About this task: Every record that follows must be given again exactly.

(Natural language region descriptions)
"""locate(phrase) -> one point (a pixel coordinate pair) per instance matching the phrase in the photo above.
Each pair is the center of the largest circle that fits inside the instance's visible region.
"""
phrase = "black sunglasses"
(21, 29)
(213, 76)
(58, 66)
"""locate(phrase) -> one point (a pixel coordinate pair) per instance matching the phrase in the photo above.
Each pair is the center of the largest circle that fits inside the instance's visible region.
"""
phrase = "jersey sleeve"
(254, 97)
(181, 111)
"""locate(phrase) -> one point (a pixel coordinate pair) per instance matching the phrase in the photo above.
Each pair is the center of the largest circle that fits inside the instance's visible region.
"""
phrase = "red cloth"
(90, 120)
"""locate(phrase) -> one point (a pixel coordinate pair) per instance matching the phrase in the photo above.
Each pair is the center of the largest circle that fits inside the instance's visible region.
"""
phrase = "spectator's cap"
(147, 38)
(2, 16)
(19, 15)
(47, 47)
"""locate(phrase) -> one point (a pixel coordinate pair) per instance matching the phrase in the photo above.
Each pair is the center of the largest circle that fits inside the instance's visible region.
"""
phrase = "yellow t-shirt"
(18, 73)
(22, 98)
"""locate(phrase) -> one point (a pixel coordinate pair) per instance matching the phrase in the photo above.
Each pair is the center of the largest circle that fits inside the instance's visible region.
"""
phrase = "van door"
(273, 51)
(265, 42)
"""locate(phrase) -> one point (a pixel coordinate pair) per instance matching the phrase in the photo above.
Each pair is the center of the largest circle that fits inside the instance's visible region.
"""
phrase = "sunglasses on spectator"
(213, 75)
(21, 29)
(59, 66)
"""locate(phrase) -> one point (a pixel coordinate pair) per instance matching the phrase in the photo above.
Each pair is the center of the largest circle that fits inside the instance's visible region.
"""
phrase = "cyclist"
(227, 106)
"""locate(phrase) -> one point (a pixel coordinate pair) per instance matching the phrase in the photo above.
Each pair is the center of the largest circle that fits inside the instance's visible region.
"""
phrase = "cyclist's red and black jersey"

Worked solution:
"""locate(phrase) -> one point (a pixel coordinate pair) per instance matching the phrase in the photo above.
Each pair is the center of the largest circle that fits inside the instance's visible region.
"""
phrase = "black sunglasses"
(21, 29)
(213, 76)
(58, 66)
"""locate(phrase) -> one point (a pixel coordinate pair) per instance matching the phrase in the photo above.
Each pair is the center of the largest circle that fits inside the instance's visible region.
"""
phrase = "jersey sleeve"
(254, 97)
(181, 111)
"""locate(phrase) -> one point (a pixel coordinate pair) per instance matching the phrase in the photo above.
Each pair is the center of the largest circle that fits inside the instance's visible region.
"""
phrase = "red cloth"
(90, 120)
"""locate(phrase) -> one point (a pixel coordinate pair) per instance matching the phrase in the photo above.
Each pair is the center of the largest circle that fits inside the instance's visible region.
"""
phrase = "spectator's cap"
(147, 38)
(2, 16)
(19, 15)
(47, 47)
"""locate(phrase) -> one point (a pixel coordinate pair) per instance matching the phrase in the photo above.
Each pair is the center of the largest circle that fits inside the instance's visible region.
"""
phrase = "yellow t-shirt"
(18, 73)
(22, 98)
"""locate(phrase) -> one point (a pixel coordinate pair) per instance matching the phrase in the photo above.
Each pair is the center of the largest circle that fits inside the instance's visible region.
"""
phrase = "van door"
(273, 51)
(265, 42)
"""locate(phrase) -> one point (a pixel coordinate pair) per instance matching the phrase in the photo above.
Each pair is the center of the largest circle that fits inside the instance's visible region.
"""
phrase = "sunglasses on spectator"
(213, 75)
(21, 29)
(59, 66)
"""locate(phrase) -> one point (a pixel coordinate pair) per instance matching the phrase in the photo above.
Each pair is the center of the largest circle that fits inside the instance's visible region.
"""
phrase = "cyclist"
(227, 106)
"""locate(phrase) -> one point (a pixel coordinate pair) per instance matching the phrase in the photo above.
Each pair is the center of the largest circle that fits inside the instance's visible region.
"""
phrase = "cyclist's red and black jersey"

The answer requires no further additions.